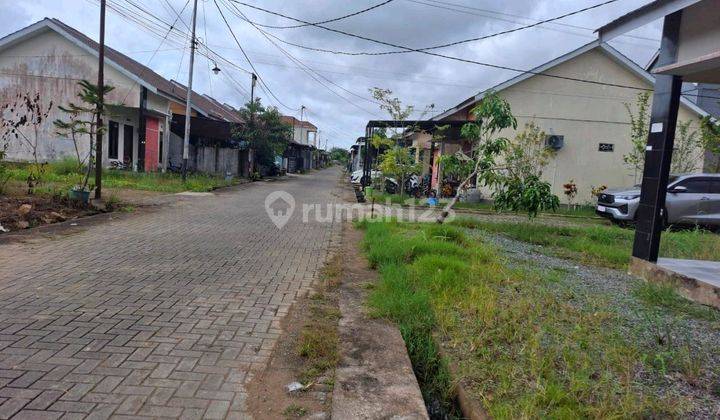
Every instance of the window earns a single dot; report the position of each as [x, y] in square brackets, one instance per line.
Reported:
[113, 133]
[606, 147]
[714, 185]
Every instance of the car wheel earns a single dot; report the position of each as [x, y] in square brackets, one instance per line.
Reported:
[665, 223]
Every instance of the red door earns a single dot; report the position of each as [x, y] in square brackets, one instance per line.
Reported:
[152, 143]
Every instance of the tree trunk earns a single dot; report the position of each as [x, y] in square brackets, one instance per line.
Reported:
[444, 214]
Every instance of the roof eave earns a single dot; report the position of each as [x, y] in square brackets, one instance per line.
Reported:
[640, 17]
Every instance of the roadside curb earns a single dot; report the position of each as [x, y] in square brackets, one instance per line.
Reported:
[492, 213]
[374, 378]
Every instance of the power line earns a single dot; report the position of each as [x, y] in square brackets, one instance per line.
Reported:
[154, 27]
[437, 4]
[434, 54]
[156, 50]
[460, 42]
[257, 73]
[307, 69]
[329, 20]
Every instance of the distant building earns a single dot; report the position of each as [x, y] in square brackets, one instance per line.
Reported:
[146, 112]
[590, 119]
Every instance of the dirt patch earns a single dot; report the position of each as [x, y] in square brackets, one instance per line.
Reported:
[17, 213]
[307, 353]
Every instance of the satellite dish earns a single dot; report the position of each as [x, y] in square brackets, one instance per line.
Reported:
[555, 142]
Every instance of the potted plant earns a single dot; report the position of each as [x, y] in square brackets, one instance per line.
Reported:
[82, 121]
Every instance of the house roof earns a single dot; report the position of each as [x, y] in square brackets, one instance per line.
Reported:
[641, 16]
[604, 47]
[288, 119]
[137, 72]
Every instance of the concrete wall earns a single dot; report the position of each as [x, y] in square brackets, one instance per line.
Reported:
[209, 160]
[61, 63]
[586, 114]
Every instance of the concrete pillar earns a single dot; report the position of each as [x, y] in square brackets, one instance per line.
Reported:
[658, 154]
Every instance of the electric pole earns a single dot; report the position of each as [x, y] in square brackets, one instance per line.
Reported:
[302, 111]
[186, 139]
[252, 88]
[100, 105]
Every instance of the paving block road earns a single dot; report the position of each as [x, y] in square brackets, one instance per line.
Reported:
[166, 313]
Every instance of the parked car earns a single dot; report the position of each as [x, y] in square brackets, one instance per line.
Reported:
[356, 176]
[412, 186]
[691, 199]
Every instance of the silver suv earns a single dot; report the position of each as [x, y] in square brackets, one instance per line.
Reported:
[691, 199]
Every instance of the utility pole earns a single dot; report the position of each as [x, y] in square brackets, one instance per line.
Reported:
[186, 139]
[100, 105]
[302, 111]
[252, 88]
[253, 81]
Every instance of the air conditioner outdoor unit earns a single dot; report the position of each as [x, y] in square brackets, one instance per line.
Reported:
[555, 142]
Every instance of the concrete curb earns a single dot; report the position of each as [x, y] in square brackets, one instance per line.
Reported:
[374, 379]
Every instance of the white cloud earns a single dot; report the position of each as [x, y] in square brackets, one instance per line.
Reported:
[415, 78]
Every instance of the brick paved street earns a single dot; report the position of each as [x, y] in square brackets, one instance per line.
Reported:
[166, 313]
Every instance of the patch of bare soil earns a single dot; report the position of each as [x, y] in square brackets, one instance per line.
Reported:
[22, 212]
[306, 353]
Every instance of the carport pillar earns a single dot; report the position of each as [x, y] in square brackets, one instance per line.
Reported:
[367, 161]
[658, 153]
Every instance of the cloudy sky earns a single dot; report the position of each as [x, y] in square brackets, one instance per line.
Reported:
[332, 87]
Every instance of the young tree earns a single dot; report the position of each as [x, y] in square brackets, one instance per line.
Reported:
[687, 150]
[527, 154]
[82, 121]
[393, 106]
[639, 130]
[400, 163]
[710, 139]
[512, 191]
[21, 120]
[340, 155]
[267, 135]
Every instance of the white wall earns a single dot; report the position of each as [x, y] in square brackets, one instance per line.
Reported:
[63, 64]
[586, 114]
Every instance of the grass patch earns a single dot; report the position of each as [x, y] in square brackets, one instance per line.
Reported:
[666, 296]
[295, 411]
[524, 346]
[605, 246]
[318, 339]
[583, 211]
[64, 174]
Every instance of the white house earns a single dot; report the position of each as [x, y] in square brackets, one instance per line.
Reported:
[49, 58]
[590, 117]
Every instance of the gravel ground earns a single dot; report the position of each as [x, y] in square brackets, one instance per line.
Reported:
[649, 326]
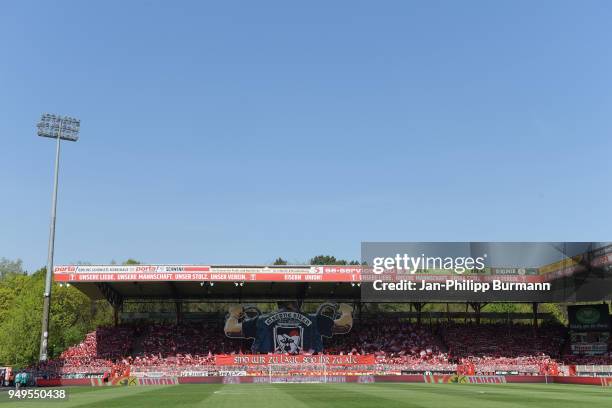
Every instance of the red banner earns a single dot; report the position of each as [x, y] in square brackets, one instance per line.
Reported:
[266, 359]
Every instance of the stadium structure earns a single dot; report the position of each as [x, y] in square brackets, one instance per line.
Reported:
[308, 323]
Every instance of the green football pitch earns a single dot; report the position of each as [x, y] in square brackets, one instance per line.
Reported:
[379, 395]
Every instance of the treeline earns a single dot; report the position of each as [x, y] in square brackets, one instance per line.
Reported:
[72, 315]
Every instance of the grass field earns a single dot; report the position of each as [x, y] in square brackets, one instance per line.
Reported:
[334, 395]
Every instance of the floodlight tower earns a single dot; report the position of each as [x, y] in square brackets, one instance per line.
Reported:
[60, 128]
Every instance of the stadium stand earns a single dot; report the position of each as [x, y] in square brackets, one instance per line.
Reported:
[398, 345]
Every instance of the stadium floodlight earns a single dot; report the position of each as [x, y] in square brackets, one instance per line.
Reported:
[54, 126]
[60, 128]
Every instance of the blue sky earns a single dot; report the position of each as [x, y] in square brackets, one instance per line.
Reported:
[236, 132]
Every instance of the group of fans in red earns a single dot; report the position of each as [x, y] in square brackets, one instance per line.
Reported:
[396, 342]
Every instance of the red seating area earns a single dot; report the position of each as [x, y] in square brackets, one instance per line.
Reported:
[483, 348]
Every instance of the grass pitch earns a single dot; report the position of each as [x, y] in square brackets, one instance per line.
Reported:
[379, 395]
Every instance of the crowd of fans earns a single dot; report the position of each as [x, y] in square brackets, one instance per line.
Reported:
[471, 348]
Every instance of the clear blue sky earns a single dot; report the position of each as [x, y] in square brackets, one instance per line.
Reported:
[237, 132]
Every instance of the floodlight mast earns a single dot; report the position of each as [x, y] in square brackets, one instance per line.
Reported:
[60, 128]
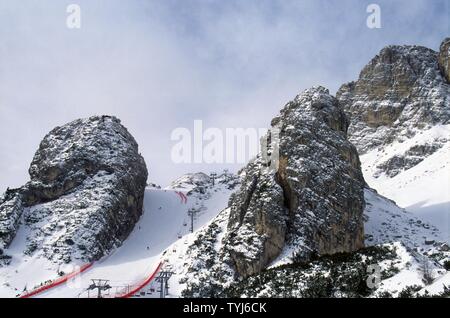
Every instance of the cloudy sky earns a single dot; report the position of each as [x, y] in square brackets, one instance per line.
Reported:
[161, 64]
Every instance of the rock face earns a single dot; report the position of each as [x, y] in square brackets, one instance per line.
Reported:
[404, 89]
[85, 194]
[314, 202]
[444, 58]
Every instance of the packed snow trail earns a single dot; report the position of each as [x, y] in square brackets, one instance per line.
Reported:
[57, 282]
[140, 254]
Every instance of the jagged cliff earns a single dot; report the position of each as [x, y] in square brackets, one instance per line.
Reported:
[314, 201]
[402, 90]
[85, 193]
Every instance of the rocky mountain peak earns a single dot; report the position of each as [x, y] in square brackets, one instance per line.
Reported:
[85, 194]
[313, 202]
[444, 58]
[400, 91]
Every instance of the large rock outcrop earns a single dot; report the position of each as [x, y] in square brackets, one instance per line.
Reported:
[444, 58]
[403, 90]
[313, 202]
[85, 194]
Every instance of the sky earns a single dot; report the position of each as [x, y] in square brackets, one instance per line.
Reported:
[159, 65]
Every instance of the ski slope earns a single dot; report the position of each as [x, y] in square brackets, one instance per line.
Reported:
[423, 189]
[165, 220]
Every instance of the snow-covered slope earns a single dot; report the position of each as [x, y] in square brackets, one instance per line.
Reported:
[197, 259]
[165, 220]
[423, 187]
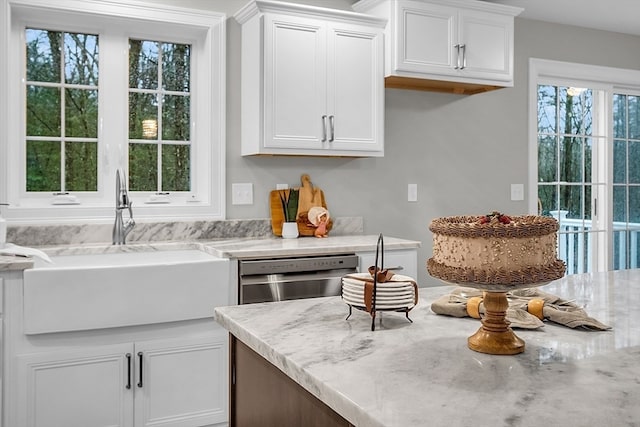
---------------
#### Requirements:
Report every line of the material above that contains the string "patch", treating case as significant.

#### Exercise solution:
Every instance of the dirt patch earns a single dot; report the position of each as [x, y] in square brackets, one instance per line.
Every instance of the patch of bare soil earns a single dot; report the position of each as [x, y] in square brackets, one instance per line.
Every instance of the grass patch earns a single dot; report the position of each as [x, y] in square brackets, one instance per line.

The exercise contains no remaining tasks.